▶ [Yapılacak İşler]:
[1] Danıştay kararına göre aşağıdaki soruları yanıtlayın:
(a) Karar tarihi nedir?
(b) Karar hangi dairece verilmiştir?
(c) Temyiz eden taraf davada hangi sıfatı taşımaktadır?
[2] Danıştay kararının devamını, gösterilen son cümleden sonrasını yazarak verin.

▶ [Sayfa]:
· · ·
Esas No: 2021/5690
Karar No: 2022/1926
Karar Tarihi: 07.04.2022
Danıştay 10. Daire 2021/5690 Esas 2022/1926 Karar Sayılı İlamı
Danıştay 10. Daire Başkanlığı 2021/5690 E. , 2022/1926 K."İçtihat Metni"
T.C.
D A N I Ş T A Y
ONUNCU DAİRE
Esas No : 2021/5690
Karar No : 2022/1926
TEMYİZ EDEN (DAVACI) : … Sanayi ve Ticaret Ltd. Şti. (Eski ticaret unvanı: … San. ve Tic. Ltd. Şti.)
VEKİLİ : Av. …
DAVALI : …
VEKİLİ : Huk. Müş. …
İSTEMİN_KONUSU : … Bölge İdare Mahkemesi ... İdari Dava Dairesinin … tarih ve E:…, K:…sayılı kararının davacı tarafından temyizen incelenerek bozulması istenilmektedir.
· · ·
▶ [Kayıtlı Veriler]:
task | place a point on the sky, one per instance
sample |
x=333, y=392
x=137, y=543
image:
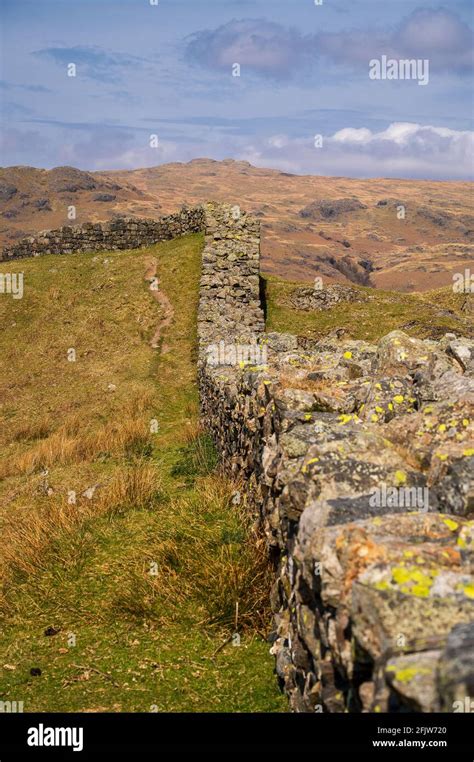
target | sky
x=287, y=84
· · ·
▶ [Beklenen Çıktılar]:
[1]
(a) 07.04.2022
(b) Danıştay Onuncu Daire
(c) Davacı

[2]
YARGILAMA SÜRECİ :
Dava konusu istem: Davacı şirket tarafından, kendisine ait … Marka … model … adlı ürünün EC Sertifikası olmadan piyasaya arz edildiği, ürün üzerine usulsüz CE işaretlemesi yapıldığı ve … Marka … adlı ürünün TİTUBB sistemine 500 cc, 250 cc, 100 cc, 50 cc ve 10 cc boyutlarında kaydedildiği ancak ürünün orijinal boyutunun sadece 500 cc olduğu ve ayrıca sağlık kuruluşlarının farklı miktarda istemesi durumunda ürünün istenen miktarlara bölünerek her hangi bir etiketleme yapılmadan verildiğinin tespit edildiğinden bahisle anılan ürünlerin Tıbbi Cihaz Yönetmeliğine ve 4703 sayılı Ürünlere İlişkin Teknik Mevzuatın Hazırlanması ve Uygulanmasına Dair Kanun'un 5. maddesinin 3. fıkrasına aykırı olduğundan bahisle aynı Kanun'un 12. maddesi (b) bendi ve 31/12/2015 tarihli ve 29579 sayılı Resmi Gazete'de yayımlanan 4703 sayılı Ürünlere İlişkin Teknik Mevzuatın Hazırlanması ve Uygulanmasına Dair Kanunla Düzenlenmiş Olan İdari Para Cezalarının Yeni Değerlerinin Duyurulmasına İlişkin 2016/13 nolu Tebliğin 1. maddesi uyarınca her bir ürün için 17.700,00 TL olmak üzere toplam 35.400,00 TL idari para cezası verilmesine, ürünlerin piyasaya arzının durdurulması, toplatılması, ürünlerin güvenli hale getirilmesinin imkansız olduğu durumlarda, taşıdıkları risklere göre kısmen veya tamamen bertaraf edilmesine ilişkin … Kurumunun … tarih ve … sayılı işlemin iptali istenilmiştir.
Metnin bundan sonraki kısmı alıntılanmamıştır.